EXERCISE REQUIREMENTS
Restate the full listing word for word and leave the pictures out.

(Photo-based point labeling data)
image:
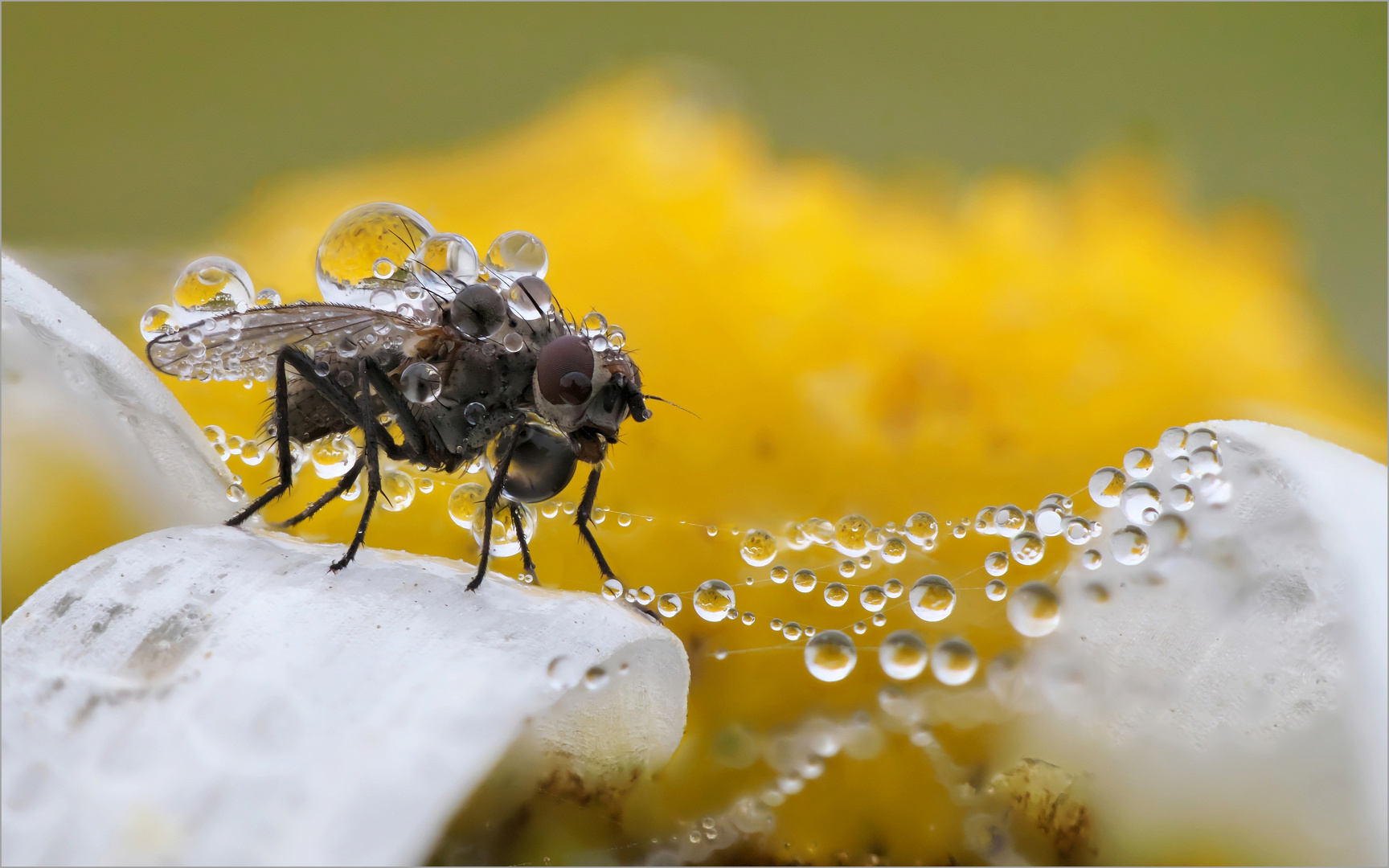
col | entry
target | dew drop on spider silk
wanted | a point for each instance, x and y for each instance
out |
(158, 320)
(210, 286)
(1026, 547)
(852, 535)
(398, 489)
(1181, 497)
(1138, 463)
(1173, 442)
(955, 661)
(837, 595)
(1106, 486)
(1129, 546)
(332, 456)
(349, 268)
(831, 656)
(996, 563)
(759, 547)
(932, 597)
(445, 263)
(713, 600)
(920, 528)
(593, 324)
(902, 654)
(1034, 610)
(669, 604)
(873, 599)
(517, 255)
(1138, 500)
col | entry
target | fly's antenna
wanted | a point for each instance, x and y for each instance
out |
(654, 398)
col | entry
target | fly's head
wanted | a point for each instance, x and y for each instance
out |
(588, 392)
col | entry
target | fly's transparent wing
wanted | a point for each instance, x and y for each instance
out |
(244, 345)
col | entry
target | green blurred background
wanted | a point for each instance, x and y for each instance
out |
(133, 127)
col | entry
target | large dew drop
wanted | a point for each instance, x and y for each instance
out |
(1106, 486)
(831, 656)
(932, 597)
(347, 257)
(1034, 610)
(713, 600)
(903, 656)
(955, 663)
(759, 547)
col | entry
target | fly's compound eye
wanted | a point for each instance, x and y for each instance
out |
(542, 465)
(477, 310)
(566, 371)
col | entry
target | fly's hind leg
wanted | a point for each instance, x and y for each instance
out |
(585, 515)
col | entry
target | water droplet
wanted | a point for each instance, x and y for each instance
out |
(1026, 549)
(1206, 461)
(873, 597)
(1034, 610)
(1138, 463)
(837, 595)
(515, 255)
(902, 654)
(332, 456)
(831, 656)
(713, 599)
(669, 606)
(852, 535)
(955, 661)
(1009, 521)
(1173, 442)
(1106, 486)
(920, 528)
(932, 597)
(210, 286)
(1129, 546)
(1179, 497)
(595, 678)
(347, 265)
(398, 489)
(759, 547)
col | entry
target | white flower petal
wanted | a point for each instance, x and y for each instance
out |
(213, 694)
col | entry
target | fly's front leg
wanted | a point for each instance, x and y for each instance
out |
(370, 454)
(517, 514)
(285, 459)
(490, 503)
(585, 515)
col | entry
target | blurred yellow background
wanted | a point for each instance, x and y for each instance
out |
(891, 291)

PROBLEM SOLUTION
image:
col | entry
target | dew drop on spider silk
wanted | a point for each instance, x and y for each instance
out |
(158, 320)
(210, 286)
(1026, 547)
(852, 535)
(398, 489)
(1181, 497)
(1138, 463)
(1173, 442)
(955, 661)
(837, 595)
(1106, 486)
(1129, 546)
(332, 456)
(349, 268)
(831, 656)
(996, 563)
(759, 547)
(932, 597)
(445, 263)
(713, 600)
(920, 528)
(593, 324)
(902, 654)
(1034, 610)
(669, 604)
(873, 599)
(517, 255)
(1138, 500)
col | entry
target | fly's antenna
wanted | a point for each instance, x and y for each instance
out |
(654, 398)
col | entry
target | fly's head
wanted | a point for each instance, x and y for each instance
out |
(588, 392)
col | entry
target | fly's transparent wing
wanted | a point for each instance, x and y for each instance
out |
(244, 345)
col | entry
target | green blurred background
wanted | a point for each instance, x and y for each instance
out |
(133, 127)
col | entry
target | large dew drop
wanted | a point for each instance, x and y for each instance
out |
(1106, 486)
(831, 656)
(932, 597)
(347, 257)
(1034, 610)
(713, 600)
(903, 656)
(955, 663)
(759, 547)
col | entry
target | fly's compound eye
wanted | a point for each instance, x and y for each instance
out |
(542, 465)
(477, 310)
(566, 371)
col | entry
target | fly's hind leg
wanted | a point for each instance, x and y for each instance
out |
(585, 515)
col | entry
target | water droplet
wanted | a point for each instance, x and y for each instance
out |
(1026, 549)
(1206, 461)
(873, 597)
(1034, 610)
(1138, 463)
(837, 595)
(515, 255)
(902, 654)
(332, 456)
(831, 656)
(713, 599)
(669, 606)
(852, 535)
(955, 661)
(1009, 521)
(1173, 442)
(1106, 486)
(920, 528)
(932, 597)
(210, 286)
(1129, 546)
(1179, 497)
(595, 678)
(347, 265)
(398, 489)
(759, 547)
col | entry
target | white flower petal
wanted | a point for each instance, x and y for each instance
out |
(213, 694)
col | entry
target | fly's front leg
wanted | a point for each instance, x and y for each instance
out |
(370, 454)
(517, 514)
(285, 459)
(490, 503)
(585, 515)
col | entry
target | blurred yellow background
wanted | a point for each instance, x and y for each instance
out |
(891, 291)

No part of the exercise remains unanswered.